▶ [WORK INSTRUCTIONS] Within the material below, transcribe exactly the lines from the one holding "Query: silhouette of person wading" through the one holding "of the orange", keeping both ends and skipping the rest.
+-------+
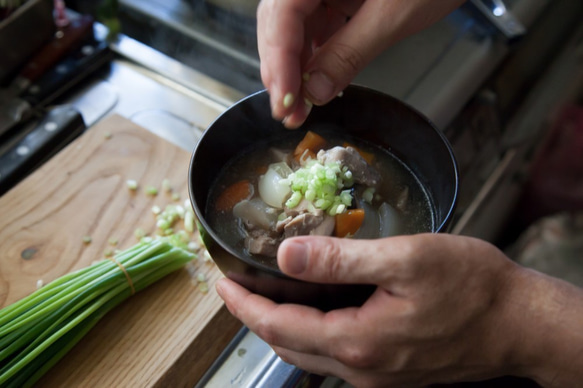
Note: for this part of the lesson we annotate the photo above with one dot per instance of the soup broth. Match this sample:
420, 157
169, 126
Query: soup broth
410, 208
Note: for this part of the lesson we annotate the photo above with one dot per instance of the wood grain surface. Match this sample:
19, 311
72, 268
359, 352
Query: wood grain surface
166, 335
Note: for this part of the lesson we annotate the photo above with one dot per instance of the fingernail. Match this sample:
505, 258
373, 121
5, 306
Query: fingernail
298, 254
288, 100
320, 86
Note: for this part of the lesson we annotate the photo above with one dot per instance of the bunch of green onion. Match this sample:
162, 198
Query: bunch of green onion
39, 330
323, 185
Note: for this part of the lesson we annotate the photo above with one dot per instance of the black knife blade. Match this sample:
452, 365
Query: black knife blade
46, 137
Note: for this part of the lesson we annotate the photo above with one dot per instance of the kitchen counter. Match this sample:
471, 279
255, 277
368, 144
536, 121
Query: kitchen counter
437, 71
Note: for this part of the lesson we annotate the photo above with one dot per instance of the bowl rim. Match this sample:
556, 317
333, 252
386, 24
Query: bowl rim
276, 271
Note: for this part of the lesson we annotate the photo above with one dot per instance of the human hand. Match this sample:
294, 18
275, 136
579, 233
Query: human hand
310, 50
446, 309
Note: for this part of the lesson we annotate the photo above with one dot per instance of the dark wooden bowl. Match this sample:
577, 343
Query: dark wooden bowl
362, 113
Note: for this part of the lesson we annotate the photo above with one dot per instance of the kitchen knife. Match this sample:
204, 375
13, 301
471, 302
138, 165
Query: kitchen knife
13, 109
46, 137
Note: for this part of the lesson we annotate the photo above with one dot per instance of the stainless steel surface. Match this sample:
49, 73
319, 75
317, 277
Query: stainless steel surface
155, 91
251, 364
496, 12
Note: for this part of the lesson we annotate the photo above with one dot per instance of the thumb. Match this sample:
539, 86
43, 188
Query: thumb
335, 260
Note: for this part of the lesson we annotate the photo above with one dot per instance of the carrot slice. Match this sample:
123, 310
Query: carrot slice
348, 222
311, 142
368, 156
233, 195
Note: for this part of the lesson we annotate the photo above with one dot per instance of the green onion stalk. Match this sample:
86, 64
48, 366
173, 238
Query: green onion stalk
38, 330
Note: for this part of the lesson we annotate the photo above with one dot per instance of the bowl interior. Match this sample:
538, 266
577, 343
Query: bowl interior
362, 113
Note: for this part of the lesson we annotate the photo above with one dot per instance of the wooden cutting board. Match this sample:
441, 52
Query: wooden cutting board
166, 335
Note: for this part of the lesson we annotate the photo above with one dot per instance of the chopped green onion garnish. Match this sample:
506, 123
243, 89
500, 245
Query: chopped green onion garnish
166, 185
132, 184
320, 184
151, 190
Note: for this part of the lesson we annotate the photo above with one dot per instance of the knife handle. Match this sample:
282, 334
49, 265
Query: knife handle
65, 40
69, 71
59, 126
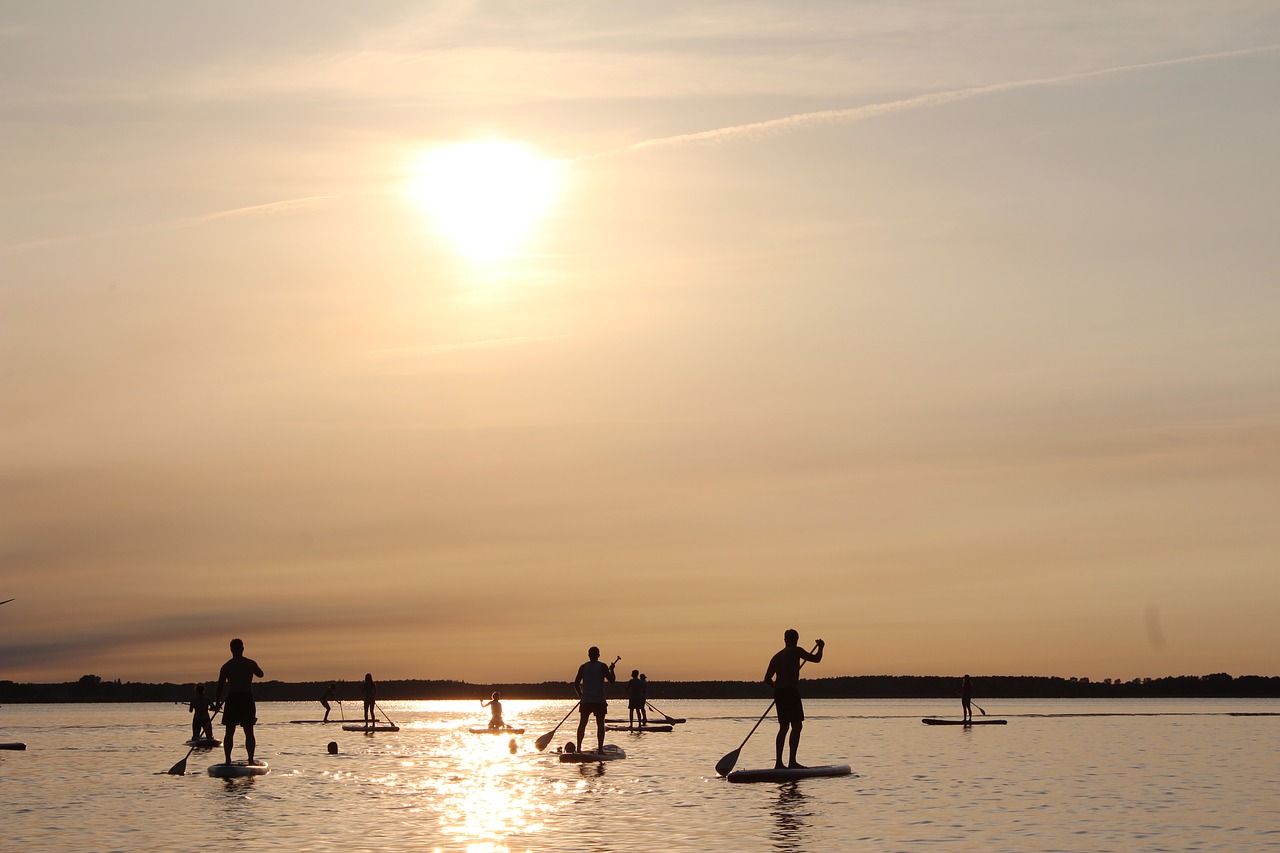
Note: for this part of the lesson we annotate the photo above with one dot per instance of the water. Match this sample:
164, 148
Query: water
1063, 775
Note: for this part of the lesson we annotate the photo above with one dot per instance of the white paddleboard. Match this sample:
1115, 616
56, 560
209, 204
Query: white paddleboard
786, 774
240, 769
612, 752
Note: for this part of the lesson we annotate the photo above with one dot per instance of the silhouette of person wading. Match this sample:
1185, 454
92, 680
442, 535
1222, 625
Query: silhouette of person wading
784, 674
237, 676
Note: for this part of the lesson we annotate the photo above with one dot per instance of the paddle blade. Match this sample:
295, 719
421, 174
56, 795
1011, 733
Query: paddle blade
727, 762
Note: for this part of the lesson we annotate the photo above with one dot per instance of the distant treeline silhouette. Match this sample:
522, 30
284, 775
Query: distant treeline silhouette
91, 688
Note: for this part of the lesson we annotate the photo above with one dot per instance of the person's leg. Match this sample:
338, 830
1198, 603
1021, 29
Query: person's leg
795, 743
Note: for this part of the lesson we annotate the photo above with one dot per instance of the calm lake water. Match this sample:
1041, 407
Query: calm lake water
1063, 775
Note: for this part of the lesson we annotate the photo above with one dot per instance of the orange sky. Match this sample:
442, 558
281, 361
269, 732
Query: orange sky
944, 334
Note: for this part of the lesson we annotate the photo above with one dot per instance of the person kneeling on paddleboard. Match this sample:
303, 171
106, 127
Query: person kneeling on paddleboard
589, 685
784, 674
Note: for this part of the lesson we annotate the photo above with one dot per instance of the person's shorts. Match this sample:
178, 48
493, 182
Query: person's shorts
240, 710
789, 705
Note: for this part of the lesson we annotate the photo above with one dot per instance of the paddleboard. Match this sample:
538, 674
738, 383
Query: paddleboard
488, 730
659, 721
638, 729
787, 774
612, 752
240, 769
357, 726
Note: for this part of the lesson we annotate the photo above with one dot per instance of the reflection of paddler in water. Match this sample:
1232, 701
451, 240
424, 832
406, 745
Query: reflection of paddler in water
329, 696
494, 706
784, 674
789, 813
200, 706
237, 675
370, 692
589, 685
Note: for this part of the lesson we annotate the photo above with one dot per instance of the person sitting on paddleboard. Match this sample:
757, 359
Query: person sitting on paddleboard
635, 699
200, 721
494, 706
329, 696
370, 692
237, 675
589, 685
784, 674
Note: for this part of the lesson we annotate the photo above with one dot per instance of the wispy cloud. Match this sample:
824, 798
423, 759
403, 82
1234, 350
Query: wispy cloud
755, 129
269, 209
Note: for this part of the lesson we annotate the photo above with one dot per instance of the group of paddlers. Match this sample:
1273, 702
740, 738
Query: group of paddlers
782, 674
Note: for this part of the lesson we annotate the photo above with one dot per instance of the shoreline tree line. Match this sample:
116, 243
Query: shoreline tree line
1219, 685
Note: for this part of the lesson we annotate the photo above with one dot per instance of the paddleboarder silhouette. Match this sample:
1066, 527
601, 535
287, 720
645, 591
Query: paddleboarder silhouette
589, 685
329, 696
784, 674
237, 676
494, 706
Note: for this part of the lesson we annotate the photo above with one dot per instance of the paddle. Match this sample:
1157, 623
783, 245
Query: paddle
730, 758
547, 738
181, 767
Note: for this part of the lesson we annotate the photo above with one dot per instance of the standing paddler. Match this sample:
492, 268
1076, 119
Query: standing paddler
589, 685
237, 676
784, 674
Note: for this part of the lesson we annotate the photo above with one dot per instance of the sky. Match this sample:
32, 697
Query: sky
447, 340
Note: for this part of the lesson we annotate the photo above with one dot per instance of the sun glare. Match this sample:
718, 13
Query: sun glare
485, 196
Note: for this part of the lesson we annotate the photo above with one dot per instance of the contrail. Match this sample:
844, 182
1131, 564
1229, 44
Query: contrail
757, 129
273, 208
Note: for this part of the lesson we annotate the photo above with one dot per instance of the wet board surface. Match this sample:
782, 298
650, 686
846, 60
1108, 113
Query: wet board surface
488, 730
612, 752
356, 726
946, 721
787, 774
638, 729
657, 721
240, 769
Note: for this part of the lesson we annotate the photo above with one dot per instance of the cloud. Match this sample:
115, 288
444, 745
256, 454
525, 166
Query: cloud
755, 129
269, 209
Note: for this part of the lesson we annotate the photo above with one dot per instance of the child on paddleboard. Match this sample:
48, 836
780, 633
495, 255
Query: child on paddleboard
200, 706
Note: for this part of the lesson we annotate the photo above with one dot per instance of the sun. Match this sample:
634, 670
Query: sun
485, 196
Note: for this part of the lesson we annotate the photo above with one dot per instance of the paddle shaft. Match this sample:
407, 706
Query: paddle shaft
727, 762
181, 767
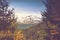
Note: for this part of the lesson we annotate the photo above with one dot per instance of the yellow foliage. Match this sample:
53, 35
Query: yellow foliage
18, 35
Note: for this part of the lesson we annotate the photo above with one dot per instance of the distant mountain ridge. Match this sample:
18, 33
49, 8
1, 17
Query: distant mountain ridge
30, 19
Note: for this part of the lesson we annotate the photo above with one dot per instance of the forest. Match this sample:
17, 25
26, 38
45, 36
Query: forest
48, 29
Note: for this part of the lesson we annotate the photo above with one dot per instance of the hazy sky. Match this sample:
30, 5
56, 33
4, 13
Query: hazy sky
27, 7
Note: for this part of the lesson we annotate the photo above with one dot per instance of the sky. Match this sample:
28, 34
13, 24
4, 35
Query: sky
27, 7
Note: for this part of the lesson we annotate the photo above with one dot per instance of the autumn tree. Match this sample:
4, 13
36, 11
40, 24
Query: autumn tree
52, 17
8, 21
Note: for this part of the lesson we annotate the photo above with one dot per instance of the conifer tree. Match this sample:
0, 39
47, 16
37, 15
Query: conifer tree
8, 21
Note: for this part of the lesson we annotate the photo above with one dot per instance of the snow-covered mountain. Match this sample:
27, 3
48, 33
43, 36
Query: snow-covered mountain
30, 19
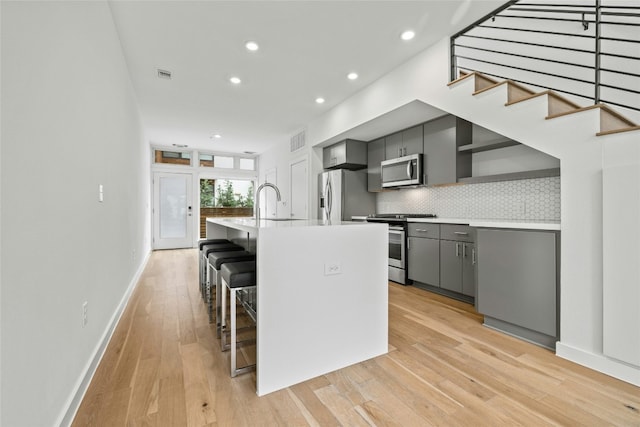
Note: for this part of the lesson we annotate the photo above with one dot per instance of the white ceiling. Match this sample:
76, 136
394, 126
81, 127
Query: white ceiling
306, 50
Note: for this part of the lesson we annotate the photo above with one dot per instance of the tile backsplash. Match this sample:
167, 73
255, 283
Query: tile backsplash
527, 199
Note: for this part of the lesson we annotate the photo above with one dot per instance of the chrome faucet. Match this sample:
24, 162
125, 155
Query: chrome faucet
257, 196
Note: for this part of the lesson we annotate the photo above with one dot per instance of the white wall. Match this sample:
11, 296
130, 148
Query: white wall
425, 78
280, 158
69, 123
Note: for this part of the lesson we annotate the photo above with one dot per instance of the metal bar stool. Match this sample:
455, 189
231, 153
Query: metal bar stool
215, 262
240, 279
206, 250
202, 265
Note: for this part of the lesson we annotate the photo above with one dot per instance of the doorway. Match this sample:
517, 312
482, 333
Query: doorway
172, 210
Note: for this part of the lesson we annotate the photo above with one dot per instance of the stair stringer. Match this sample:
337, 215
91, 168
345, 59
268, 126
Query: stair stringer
573, 139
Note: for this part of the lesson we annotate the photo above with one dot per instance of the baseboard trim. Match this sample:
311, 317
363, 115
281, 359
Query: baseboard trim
73, 403
600, 363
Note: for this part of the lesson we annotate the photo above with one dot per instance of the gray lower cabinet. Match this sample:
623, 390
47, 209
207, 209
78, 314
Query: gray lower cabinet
518, 282
424, 253
424, 257
457, 259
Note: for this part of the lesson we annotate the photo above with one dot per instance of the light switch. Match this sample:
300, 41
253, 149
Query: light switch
331, 268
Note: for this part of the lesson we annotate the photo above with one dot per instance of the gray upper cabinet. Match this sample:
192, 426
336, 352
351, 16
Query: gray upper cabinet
442, 137
375, 155
404, 143
393, 146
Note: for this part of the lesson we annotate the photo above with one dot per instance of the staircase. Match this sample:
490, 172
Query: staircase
599, 152
610, 121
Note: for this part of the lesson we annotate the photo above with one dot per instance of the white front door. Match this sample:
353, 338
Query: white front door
299, 189
172, 211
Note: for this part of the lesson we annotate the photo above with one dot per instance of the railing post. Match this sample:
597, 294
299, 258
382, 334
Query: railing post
452, 53
596, 97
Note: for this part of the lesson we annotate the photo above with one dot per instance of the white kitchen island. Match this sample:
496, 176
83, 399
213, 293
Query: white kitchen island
322, 294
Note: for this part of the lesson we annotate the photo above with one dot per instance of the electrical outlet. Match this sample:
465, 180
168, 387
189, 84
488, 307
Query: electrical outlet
331, 268
84, 313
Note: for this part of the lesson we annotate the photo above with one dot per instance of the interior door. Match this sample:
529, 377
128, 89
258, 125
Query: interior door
172, 211
299, 189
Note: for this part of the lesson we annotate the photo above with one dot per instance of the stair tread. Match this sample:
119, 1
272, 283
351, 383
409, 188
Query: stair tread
550, 93
621, 130
468, 75
591, 107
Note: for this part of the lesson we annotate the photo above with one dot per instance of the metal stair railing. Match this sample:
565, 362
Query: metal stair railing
582, 48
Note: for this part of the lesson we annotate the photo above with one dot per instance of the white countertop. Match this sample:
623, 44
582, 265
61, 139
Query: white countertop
251, 225
495, 223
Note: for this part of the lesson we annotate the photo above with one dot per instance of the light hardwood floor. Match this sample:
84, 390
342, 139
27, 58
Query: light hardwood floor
163, 367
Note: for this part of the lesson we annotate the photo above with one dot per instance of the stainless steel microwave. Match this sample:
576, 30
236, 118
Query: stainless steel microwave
407, 170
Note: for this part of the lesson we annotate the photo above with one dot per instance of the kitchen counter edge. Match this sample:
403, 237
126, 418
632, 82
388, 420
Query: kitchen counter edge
495, 223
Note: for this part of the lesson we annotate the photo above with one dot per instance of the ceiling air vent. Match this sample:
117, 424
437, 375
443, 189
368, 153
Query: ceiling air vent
298, 141
164, 74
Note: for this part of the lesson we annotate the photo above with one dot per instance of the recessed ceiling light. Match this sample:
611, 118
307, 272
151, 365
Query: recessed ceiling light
251, 46
407, 35
164, 74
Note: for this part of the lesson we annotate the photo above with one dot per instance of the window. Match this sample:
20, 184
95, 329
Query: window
224, 198
172, 157
223, 162
213, 161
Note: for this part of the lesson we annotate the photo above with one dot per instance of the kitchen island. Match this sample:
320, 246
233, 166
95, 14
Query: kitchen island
322, 294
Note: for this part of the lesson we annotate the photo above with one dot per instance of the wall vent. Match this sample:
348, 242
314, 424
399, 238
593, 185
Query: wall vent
298, 141
164, 74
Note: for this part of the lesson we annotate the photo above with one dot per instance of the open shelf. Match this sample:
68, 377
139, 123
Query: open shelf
488, 145
512, 176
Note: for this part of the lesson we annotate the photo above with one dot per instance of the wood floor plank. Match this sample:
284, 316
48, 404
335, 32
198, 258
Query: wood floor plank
163, 364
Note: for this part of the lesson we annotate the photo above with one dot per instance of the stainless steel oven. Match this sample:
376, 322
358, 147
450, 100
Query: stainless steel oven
397, 243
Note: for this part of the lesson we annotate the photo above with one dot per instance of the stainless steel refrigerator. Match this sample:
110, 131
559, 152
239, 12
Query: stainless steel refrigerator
343, 194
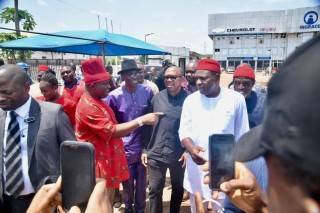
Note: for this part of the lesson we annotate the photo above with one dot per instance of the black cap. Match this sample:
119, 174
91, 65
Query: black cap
128, 65
291, 126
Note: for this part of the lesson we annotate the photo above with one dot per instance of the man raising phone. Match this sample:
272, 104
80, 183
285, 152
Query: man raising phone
211, 110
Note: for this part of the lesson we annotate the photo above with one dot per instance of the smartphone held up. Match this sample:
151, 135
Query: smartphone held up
221, 159
78, 173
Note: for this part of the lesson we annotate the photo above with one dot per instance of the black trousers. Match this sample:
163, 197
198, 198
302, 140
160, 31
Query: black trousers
157, 175
16, 205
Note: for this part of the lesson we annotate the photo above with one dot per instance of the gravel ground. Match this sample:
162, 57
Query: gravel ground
226, 78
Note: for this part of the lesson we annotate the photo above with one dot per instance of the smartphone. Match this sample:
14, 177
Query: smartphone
221, 159
78, 173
+-------+
▶ [SOLVED PROBLEM]
Query: silhouette of person wading
784, 674
237, 676
Note: for this part of the lesson we annotate the photo above with one dot per instance of the paddle blade. Match this sample:
295, 719
421, 174
56, 795
1011, 733
Query: paddle blade
727, 762
Note: for this part of the lesson we annotate the photo above with one dot per instance of the distant treeline silhouette. Match this sample:
522, 30
284, 775
Query: distant treeline silhouette
91, 688
Note: for this part of the lesson we annotate the photo above with one dot per instance of the person's leg. Match this sample:
338, 830
1198, 603
1021, 29
Query: person's leg
795, 743
Note: for this part of the lesson we annotate the photo above with one dot per instance of the calm lake water. Match this sample:
1041, 407
Query: calm lake water
1063, 775
Note: for this part of the lesson we annotate the photo above with one dot per instance of the orange sky. Match this sample:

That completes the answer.